• REQUIRED ACTION:
Your copy must hold every line of the records word for word. It must hold no pictures.
====
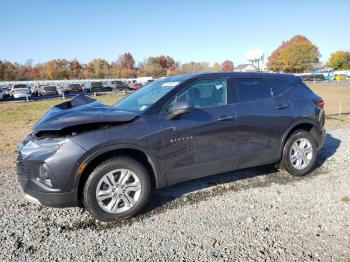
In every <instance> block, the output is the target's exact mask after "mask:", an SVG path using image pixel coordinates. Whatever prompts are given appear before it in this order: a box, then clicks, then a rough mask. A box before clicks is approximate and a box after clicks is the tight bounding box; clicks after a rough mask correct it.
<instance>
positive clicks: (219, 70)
mask: <svg viewBox="0 0 350 262" xmlns="http://www.w3.org/2000/svg"><path fill="white" fill-rule="evenodd" d="M211 71H213V72H221V71H222V65H221V64H219V63H214V64H213V66H212V67H211Z"/></svg>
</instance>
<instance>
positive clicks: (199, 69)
mask: <svg viewBox="0 0 350 262" xmlns="http://www.w3.org/2000/svg"><path fill="white" fill-rule="evenodd" d="M209 71H211V68H210V66H209V63H208V62H199V63H198V62H193V61H192V62H189V63H186V64H182V65H181V66H180V69H179V73H182V74H185V73H195V72H209Z"/></svg>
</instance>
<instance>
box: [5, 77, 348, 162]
mask: <svg viewBox="0 0 350 262" xmlns="http://www.w3.org/2000/svg"><path fill="white" fill-rule="evenodd" d="M308 85H309V86H310V88H311V89H312V90H313V91H314V92H316V93H317V94H318V95H320V96H321V97H322V98H323V99H324V100H325V110H326V113H327V114H328V115H336V116H337V114H338V110H339V102H340V101H342V112H343V113H350V83H347V84H345V85H344V84H341V85H339V84H336V83H334V84H330V83H328V84H322V83H316V84H313V83H310V84H308ZM121 98H122V96H117V95H106V96H98V97H97V99H98V100H100V101H101V102H103V103H105V104H108V105H112V104H114V103H116V102H117V101H119V100H120V99H121ZM62 102H63V100H62V99H54V100H43V101H36V102H29V103H26V102H3V103H0V156H4V155H12V154H14V153H15V152H16V145H17V143H18V142H20V141H21V140H23V139H24V138H25V137H26V136H27V135H28V134H29V133H30V131H31V128H32V127H33V125H34V124H35V123H36V122H37V121H38V120H39V119H40V118H41V117H42V116H43V115H44V114H45V113H46V111H47V110H48V109H50V108H51V107H52V106H54V105H57V104H59V103H62ZM326 123H327V125H332V126H344V125H349V126H350V124H349V123H350V120H349V116H344V117H343V118H342V119H341V120H338V119H334V117H333V119H332V118H331V119H329V120H327V121H326Z"/></svg>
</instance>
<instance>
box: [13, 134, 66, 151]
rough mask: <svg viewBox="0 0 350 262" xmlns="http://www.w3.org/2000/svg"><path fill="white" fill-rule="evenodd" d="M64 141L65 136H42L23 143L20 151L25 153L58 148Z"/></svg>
mask: <svg viewBox="0 0 350 262" xmlns="http://www.w3.org/2000/svg"><path fill="white" fill-rule="evenodd" d="M66 142H67V138H44V139H38V140H31V141H29V142H28V143H26V144H24V145H23V146H22V148H21V149H20V151H21V153H22V154H24V155H27V154H31V153H34V152H37V151H43V150H50V151H52V150H58V149H59V148H60V147H61V146H62V145H63V144H65V143H66Z"/></svg>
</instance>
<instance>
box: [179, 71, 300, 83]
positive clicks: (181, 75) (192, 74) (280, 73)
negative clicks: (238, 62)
mask: <svg viewBox="0 0 350 262" xmlns="http://www.w3.org/2000/svg"><path fill="white" fill-rule="evenodd" d="M181 76H182V77H184V78H185V79H190V78H196V79H198V78H214V77H241V78H257V77H258V78H260V77H265V78H277V79H282V80H284V81H286V82H288V83H289V84H293V83H295V82H297V81H300V79H301V78H300V77H299V76H296V75H293V74H283V73H262V72H217V73H216V72H215V73H214V72H213V73H194V74H185V75H181Z"/></svg>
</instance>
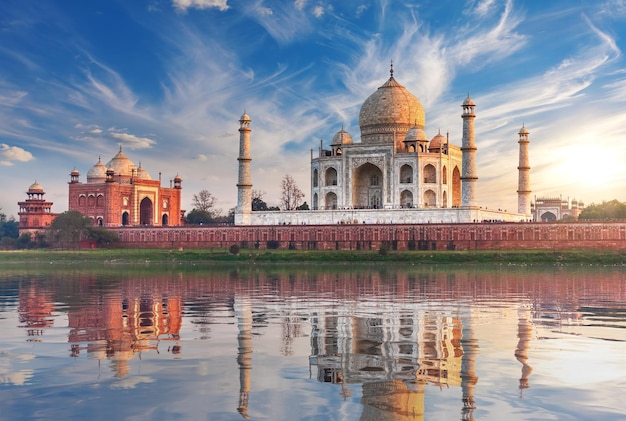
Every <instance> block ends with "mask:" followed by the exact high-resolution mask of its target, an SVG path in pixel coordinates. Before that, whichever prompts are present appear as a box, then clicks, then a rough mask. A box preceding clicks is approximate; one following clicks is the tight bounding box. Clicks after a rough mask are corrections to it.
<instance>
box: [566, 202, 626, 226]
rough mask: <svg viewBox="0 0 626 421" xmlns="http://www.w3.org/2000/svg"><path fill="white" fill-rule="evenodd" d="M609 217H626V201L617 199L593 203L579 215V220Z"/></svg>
mask: <svg viewBox="0 0 626 421" xmlns="http://www.w3.org/2000/svg"><path fill="white" fill-rule="evenodd" d="M607 219H626V203H622V202H620V201H618V200H616V199H614V200H611V201H610V202H602V203H601V204H599V205H596V204H594V203H592V204H591V205H589V206H587V207H586V208H585V209H584V210H583V211H582V212H581V213H580V215H578V220H579V221H583V220H596V221H597V220H607Z"/></svg>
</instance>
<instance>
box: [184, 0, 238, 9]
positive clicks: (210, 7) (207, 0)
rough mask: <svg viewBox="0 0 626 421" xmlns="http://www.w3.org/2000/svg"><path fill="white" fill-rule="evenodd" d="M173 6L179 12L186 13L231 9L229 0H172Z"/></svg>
mask: <svg viewBox="0 0 626 421" xmlns="http://www.w3.org/2000/svg"><path fill="white" fill-rule="evenodd" d="M172 5H173V6H174V8H175V9H176V10H177V11H179V12H186V11H187V10H188V9H210V8H215V9H218V10H221V11H225V10H228V9H229V6H228V0H172Z"/></svg>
====
• ANSWER TO THE PROBLEM:
In every <instance> block, the output is the target's exact mask after "mask:", an SVG path using image pixel coordinates. Whatever prompts are given appear before it in this order: a box, then clicks, then a rough mask. A box before clicks is approximate and a box after clicks is the tight bounding box; clicks after a rough mask correct it.
<instance>
positive clicks: (219, 70)
mask: <svg viewBox="0 0 350 262" xmlns="http://www.w3.org/2000/svg"><path fill="white" fill-rule="evenodd" d="M211 71H213V72H221V71H222V65H221V64H219V63H214V64H213V66H212V67H211Z"/></svg>
</instance>
<instance>
positive clicks: (199, 69)
mask: <svg viewBox="0 0 350 262" xmlns="http://www.w3.org/2000/svg"><path fill="white" fill-rule="evenodd" d="M209 71H211V68H210V66H209V63H208V62H199V63H198V62H193V61H192V62H189V63H186V64H182V65H181V66H180V69H179V73H182V74H185V73H195V72H209Z"/></svg>
</instance>
<instance>
box: [5, 77, 348, 162]
mask: <svg viewBox="0 0 350 262" xmlns="http://www.w3.org/2000/svg"><path fill="white" fill-rule="evenodd" d="M308 85H309V86H310V88H311V89H312V90H313V91H314V92H316V93H317V94H318V95H320V96H321V97H322V98H323V99H324V100H325V110H326V113H327V114H328V115H336V116H337V114H338V110H339V102H340V101H342V112H343V113H350V83H347V84H345V85H344V84H341V85H339V84H336V83H334V84H330V83H328V84H322V83H316V84H313V83H310V84H308ZM121 98H122V96H117V95H106V96H98V97H97V99H98V100H100V101H101V102H103V103H105V104H108V105H112V104H114V103H116V102H117V101H119V100H120V99H121ZM62 102H63V100H62V99H54V100H43V101H36V102H29V103H26V102H3V103H0V156H4V155H12V154H14V153H15V152H16V145H17V143H18V142H20V141H21V140H23V139H24V138H25V137H26V136H27V135H28V134H29V133H30V131H31V128H32V127H33V125H34V124H35V123H36V122H37V121H38V120H39V119H40V118H41V117H42V116H43V115H44V114H45V113H46V111H47V110H48V109H50V108H51V107H52V106H54V105H57V104H59V103H62ZM326 123H327V125H332V126H344V125H349V126H350V124H349V123H350V120H349V116H344V117H343V118H342V119H341V120H338V119H334V117H333V119H332V118H331V119H329V120H327V121H326Z"/></svg>
</instance>
<instance>
box: [13, 134, 66, 151]
rough mask: <svg viewBox="0 0 350 262" xmlns="http://www.w3.org/2000/svg"><path fill="white" fill-rule="evenodd" d="M64 141L65 136H42L23 143L20 151L25 153L58 148Z"/></svg>
mask: <svg viewBox="0 0 350 262" xmlns="http://www.w3.org/2000/svg"><path fill="white" fill-rule="evenodd" d="M66 142H67V138H44V139H38V140H31V141H29V142H28V143H26V144H24V145H23V146H22V148H21V149H20V151H21V153H22V154H24V155H27V154H31V153H34V152H37V151H43V150H50V151H52V150H58V149H59V148H60V147H61V146H62V145H63V144H65V143H66Z"/></svg>
</instance>
<instance>
box: [179, 71, 300, 83]
positive clicks: (181, 75) (192, 74) (280, 73)
negative clicks: (238, 62)
mask: <svg viewBox="0 0 350 262" xmlns="http://www.w3.org/2000/svg"><path fill="white" fill-rule="evenodd" d="M181 76H182V77H184V78H185V79H190V78H196V79H198V78H214V77H241V78H257V77H258V78H260V77H265V78H277V79H282V80H284V81H286V82H288V83H289V84H293V83H295V82H297V81H300V79H301V78H300V77H299V76H296V75H293V74H283V73H262V72H217V73H216V72H215V73H214V72H213V73H194V74H185V75H181Z"/></svg>
</instance>
Every <instance> block ends with "mask:" followed by the exact high-resolution mask of its target, an SVG path in pixel coordinates. Before that, whichever prompts are present appear as a box, then clicks, then a rough mask. A box preceding clicks is approximate; one following clicks is the tight bounding box. Clicks after a rough mask are corrections to it.
<instance>
box: [566, 202, 626, 226]
rough mask: <svg viewBox="0 0 626 421" xmlns="http://www.w3.org/2000/svg"><path fill="white" fill-rule="evenodd" d="M609 217H626V201L617 199L593 203L579 215V220Z"/></svg>
mask: <svg viewBox="0 0 626 421" xmlns="http://www.w3.org/2000/svg"><path fill="white" fill-rule="evenodd" d="M607 219H626V203H622V202H620V201H618V200H616V199H614V200H611V201H610V202H602V203H601V204H599V205H596V204H594V203H592V204H591V205H589V206H587V207H586V208H585V209H584V210H583V211H582V212H581V213H580V215H578V220H579V221H583V220H596V221H597V220H607Z"/></svg>
</instance>
<instance>
box: [184, 0, 238, 9]
positive clicks: (210, 7) (207, 0)
rough mask: <svg viewBox="0 0 626 421" xmlns="http://www.w3.org/2000/svg"><path fill="white" fill-rule="evenodd" d="M173 6L179 12L186 13L231 9L229 0H172Z"/></svg>
mask: <svg viewBox="0 0 626 421" xmlns="http://www.w3.org/2000/svg"><path fill="white" fill-rule="evenodd" d="M172 5H173V6H174V8H175V9H176V10H177V11H179V12H186V11H187V10H188V9H210V8H215V9H218V10H221V11H225V10H228V9H229V6H228V0H172Z"/></svg>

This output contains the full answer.